- _WHAT NEEDS TO BE DONE_
Output the data below in full, byte for byte. Nothing may differ.

Saved data entries
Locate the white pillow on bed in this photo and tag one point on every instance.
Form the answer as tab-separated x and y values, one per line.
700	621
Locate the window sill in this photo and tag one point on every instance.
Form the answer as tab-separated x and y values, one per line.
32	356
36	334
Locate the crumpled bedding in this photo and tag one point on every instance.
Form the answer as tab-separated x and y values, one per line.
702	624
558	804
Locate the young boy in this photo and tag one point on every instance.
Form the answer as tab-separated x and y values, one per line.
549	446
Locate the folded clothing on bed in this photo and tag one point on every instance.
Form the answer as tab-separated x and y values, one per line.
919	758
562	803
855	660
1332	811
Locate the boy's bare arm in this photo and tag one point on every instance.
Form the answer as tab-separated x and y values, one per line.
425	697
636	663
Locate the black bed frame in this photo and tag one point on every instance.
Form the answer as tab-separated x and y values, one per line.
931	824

- _FINISHED EXERCISE_
Locate the white pillow on bed in this photo and tag one point on every instance.
Form the answer as tab-separated x and y values, one per line.
700	621
Locate the window sill in this photo and tag one point on every instance.
Form the answer as tab-separated x and y values, one per line.
32	356
36	334
Locate the crumpled bedding in this photo and tag one point on every instance.
Form the answer as tab-separated x and y values, one per line.
702	624
558	804
Locate the young boy in this photo and tag one point on every instance.
Form the answer as tab-separated x and y values, one per line.
549	446
Locate the folded clothing on bed in this photo and tag one point on every instance.
Form the answer as tab-separated x and y values, one per line.
919	758
562	803
855	660
1332	811
Locate the boy's bare arm in this photo and tag one point on every instance.
Form the answer as tab-separated x and y values, one per line.
425	697
636	663
Locate the black bed frame in this photo and tag one point on every instance.
Form the answer as tab-separated x and y values, one per line.
931	824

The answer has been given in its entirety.